**Task instructions**
Render every line of the data below as a Markdown table with the columns "Row" and "Line", skipping blank lines. Leave the pictures out of your answer.

(Position identification data)
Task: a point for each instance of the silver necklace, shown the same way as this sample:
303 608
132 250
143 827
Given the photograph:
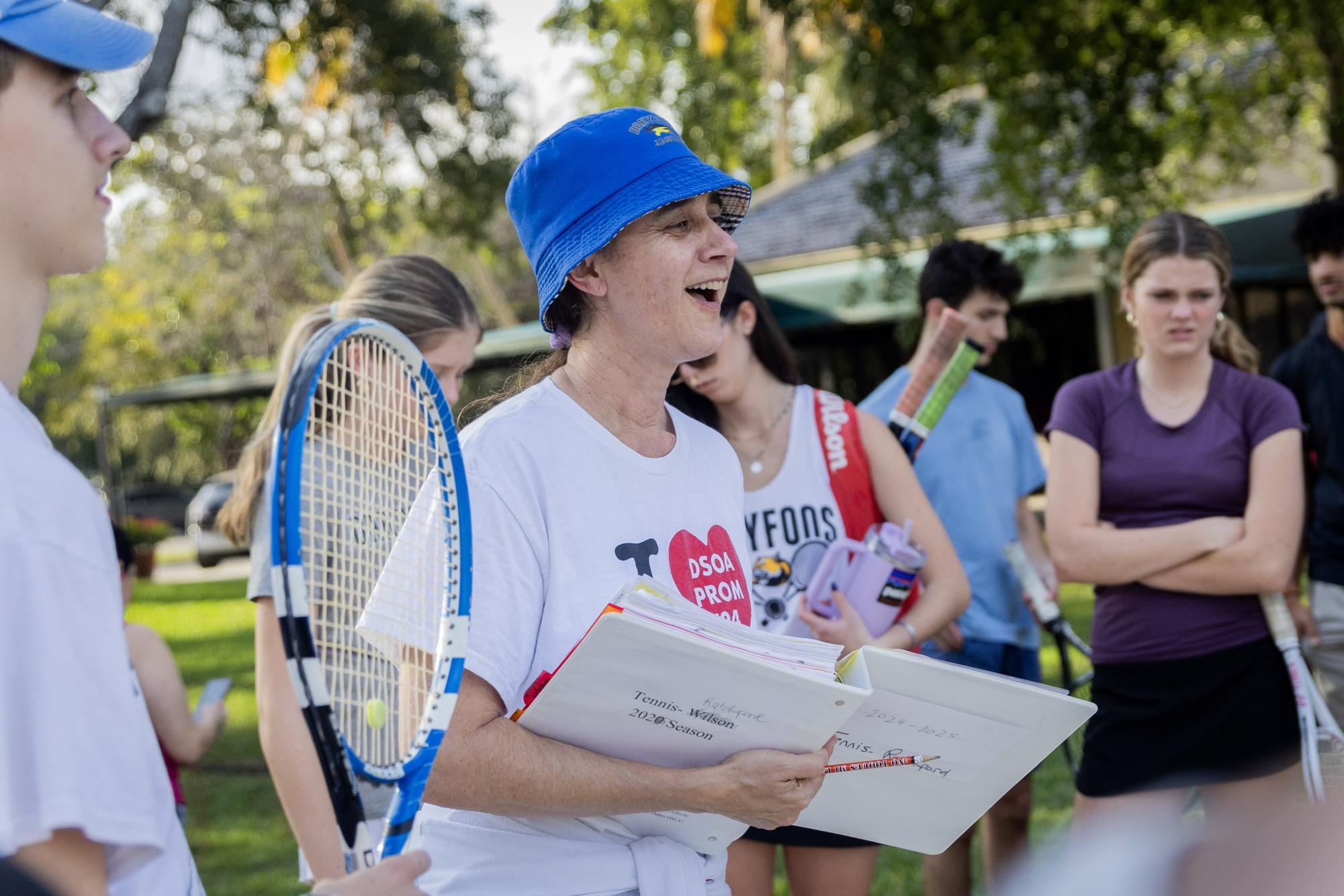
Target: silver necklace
754 463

**The completed task**
| Row | Line |
|---|---|
| 1 | Task: a point for each instance of the silver necklace, shown the same way as this sample: |
| 2 | 303 608 |
| 3 | 132 250 |
| 4 | 143 827 |
| 5 | Given the photograph: |
| 6 | Target: silver necklace |
| 7 | 754 463 |